## [Task brief]
Quote the rows below word for word, from the line containing "One point per instance, written like point(1125, 319)" through the line containing "point(852, 357)", including both of those lines.

====== Material provided ======

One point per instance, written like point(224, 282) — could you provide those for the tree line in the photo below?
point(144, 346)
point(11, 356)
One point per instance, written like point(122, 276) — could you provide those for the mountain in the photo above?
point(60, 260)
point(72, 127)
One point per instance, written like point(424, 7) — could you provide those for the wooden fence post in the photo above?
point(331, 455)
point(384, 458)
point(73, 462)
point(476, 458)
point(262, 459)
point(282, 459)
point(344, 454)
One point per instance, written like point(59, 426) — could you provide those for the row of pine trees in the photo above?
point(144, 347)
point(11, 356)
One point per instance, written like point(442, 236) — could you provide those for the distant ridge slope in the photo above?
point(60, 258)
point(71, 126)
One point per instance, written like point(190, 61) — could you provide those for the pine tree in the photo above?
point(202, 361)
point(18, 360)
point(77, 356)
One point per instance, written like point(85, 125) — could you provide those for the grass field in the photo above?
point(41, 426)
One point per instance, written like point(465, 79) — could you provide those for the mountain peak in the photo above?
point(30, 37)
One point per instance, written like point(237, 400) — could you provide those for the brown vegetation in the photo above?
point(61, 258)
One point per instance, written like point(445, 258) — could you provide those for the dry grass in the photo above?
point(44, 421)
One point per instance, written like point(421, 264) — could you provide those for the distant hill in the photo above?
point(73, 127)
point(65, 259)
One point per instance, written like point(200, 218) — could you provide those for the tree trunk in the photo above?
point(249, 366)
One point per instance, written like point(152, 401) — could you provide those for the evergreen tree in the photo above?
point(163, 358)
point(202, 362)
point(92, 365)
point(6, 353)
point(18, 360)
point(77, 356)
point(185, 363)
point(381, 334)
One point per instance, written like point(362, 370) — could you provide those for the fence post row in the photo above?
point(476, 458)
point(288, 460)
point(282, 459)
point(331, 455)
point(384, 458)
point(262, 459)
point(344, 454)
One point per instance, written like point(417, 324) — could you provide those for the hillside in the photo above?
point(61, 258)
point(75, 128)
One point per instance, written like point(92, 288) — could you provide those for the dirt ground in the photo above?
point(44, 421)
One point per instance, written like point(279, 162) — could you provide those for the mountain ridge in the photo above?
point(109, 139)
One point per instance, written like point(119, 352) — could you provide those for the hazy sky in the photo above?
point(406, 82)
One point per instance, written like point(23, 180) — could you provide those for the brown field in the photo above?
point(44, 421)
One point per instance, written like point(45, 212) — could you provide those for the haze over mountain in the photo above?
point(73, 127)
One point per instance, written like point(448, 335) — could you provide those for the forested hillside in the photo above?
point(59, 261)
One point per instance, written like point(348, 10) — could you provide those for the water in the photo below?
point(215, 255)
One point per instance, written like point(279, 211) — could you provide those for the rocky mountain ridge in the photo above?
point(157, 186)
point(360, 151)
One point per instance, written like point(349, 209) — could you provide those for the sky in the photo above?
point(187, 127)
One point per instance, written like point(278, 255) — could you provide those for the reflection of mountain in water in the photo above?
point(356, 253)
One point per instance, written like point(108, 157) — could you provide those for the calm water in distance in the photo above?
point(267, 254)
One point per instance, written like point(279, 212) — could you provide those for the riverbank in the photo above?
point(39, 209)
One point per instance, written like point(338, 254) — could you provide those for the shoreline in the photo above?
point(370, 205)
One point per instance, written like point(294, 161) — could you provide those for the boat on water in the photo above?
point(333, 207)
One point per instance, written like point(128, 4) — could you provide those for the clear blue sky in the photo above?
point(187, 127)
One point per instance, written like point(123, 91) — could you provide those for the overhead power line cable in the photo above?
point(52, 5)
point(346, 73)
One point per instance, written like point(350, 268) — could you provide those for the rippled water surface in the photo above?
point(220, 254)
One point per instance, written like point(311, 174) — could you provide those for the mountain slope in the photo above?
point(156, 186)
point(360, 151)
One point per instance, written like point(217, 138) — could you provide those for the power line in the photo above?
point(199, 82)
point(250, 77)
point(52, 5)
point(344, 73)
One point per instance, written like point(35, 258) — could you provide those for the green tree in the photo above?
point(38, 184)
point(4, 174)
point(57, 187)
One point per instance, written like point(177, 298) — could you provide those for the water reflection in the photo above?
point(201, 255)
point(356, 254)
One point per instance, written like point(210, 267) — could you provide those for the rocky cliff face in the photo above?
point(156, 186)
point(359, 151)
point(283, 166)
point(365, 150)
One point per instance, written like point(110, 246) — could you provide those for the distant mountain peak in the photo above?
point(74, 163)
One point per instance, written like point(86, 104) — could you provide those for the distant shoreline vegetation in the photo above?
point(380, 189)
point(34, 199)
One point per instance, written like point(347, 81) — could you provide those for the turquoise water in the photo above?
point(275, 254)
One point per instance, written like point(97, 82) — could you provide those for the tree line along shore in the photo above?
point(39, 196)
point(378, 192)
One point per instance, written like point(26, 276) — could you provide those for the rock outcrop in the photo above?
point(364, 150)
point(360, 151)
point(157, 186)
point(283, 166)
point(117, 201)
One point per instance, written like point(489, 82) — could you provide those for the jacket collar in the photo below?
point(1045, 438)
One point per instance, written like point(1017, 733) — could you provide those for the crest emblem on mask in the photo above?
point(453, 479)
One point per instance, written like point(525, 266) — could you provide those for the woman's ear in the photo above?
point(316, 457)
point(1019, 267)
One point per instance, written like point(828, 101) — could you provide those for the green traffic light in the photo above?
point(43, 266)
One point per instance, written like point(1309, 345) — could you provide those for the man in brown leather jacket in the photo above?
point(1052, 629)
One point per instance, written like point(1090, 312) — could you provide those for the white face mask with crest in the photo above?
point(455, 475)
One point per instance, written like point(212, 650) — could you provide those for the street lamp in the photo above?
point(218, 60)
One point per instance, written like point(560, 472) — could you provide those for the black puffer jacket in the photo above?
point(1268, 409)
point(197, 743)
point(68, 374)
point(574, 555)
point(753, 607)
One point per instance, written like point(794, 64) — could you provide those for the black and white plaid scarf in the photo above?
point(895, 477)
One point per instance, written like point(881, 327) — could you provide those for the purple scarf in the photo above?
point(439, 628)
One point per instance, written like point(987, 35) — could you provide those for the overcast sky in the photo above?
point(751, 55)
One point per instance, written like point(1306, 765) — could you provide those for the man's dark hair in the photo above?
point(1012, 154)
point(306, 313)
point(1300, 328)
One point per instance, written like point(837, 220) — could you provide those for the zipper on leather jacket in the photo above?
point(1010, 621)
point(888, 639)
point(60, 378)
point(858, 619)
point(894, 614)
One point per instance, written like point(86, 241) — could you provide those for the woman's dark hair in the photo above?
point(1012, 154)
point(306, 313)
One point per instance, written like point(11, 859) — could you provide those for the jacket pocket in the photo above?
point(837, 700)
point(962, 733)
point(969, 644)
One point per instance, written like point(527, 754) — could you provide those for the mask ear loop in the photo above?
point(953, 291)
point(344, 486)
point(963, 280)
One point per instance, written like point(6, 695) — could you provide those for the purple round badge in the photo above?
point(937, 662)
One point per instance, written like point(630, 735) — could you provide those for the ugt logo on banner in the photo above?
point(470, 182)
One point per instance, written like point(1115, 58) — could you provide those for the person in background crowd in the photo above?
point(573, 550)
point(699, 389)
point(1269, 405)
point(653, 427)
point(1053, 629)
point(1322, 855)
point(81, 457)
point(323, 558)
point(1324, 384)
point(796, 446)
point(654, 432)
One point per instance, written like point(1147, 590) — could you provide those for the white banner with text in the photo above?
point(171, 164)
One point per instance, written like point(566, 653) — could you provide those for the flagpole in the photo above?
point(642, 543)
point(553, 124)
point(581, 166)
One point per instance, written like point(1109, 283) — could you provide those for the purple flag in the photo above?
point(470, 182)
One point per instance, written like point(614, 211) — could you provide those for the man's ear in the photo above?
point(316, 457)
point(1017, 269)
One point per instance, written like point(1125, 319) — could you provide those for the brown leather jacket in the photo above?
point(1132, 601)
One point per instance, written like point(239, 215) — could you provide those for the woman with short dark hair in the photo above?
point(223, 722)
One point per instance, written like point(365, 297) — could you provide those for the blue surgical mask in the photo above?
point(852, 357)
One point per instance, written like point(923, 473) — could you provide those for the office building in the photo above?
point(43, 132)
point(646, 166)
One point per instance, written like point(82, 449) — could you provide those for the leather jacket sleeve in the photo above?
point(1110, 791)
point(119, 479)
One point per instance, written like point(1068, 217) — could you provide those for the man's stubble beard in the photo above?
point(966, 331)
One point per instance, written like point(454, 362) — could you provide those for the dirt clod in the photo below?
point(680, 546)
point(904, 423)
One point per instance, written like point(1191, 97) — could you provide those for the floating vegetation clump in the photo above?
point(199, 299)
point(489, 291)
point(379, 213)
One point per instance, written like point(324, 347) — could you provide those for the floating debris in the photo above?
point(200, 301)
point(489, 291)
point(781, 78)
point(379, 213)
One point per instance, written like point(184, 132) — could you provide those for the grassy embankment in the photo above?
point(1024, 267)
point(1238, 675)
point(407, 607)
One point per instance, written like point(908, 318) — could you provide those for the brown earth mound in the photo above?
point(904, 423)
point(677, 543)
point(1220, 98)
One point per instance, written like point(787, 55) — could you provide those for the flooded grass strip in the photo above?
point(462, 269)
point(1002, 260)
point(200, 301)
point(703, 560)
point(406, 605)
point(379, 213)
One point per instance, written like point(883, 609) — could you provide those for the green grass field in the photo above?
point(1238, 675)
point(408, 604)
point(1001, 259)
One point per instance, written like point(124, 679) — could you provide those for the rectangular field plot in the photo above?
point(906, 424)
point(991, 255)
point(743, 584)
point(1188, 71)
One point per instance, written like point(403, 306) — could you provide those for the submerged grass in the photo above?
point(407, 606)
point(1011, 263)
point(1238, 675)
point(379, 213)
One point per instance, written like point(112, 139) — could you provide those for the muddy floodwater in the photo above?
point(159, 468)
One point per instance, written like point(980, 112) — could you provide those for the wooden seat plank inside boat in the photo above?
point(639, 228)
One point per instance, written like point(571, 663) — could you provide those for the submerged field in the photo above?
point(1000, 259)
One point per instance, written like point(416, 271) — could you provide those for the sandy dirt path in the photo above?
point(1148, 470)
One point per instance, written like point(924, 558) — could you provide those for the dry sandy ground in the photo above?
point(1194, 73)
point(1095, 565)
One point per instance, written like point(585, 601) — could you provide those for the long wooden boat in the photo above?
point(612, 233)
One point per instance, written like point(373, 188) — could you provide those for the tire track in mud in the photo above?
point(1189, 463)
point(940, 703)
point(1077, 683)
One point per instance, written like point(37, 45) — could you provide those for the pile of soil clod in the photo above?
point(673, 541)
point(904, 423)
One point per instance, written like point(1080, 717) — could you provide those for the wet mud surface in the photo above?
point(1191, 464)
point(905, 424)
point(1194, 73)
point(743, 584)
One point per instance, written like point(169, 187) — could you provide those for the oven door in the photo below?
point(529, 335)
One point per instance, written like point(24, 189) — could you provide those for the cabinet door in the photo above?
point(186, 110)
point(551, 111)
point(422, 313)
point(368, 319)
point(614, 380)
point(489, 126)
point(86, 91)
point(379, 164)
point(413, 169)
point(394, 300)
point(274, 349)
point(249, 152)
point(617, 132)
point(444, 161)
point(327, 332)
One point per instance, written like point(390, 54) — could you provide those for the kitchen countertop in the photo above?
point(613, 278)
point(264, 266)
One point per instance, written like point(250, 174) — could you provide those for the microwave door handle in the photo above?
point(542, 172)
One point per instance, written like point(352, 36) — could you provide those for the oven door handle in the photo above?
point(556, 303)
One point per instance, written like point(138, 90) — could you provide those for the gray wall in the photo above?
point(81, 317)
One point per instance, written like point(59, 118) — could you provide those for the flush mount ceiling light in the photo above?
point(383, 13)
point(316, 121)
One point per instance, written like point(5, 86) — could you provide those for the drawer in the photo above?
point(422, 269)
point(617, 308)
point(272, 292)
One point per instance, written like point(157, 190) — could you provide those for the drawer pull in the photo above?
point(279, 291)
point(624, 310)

======

## [Result]
One point per instance, written like point(1125, 319) — could you provide those for the brown leather jacket in the photo above?
point(1132, 601)
One point per instance, written like point(239, 215) — could you provide those for the woman with short dark hair in the photo above?
point(223, 722)
One point per instance, written like point(365, 297) — could you provide those for the blue surgical mask in the photo above?
point(852, 357)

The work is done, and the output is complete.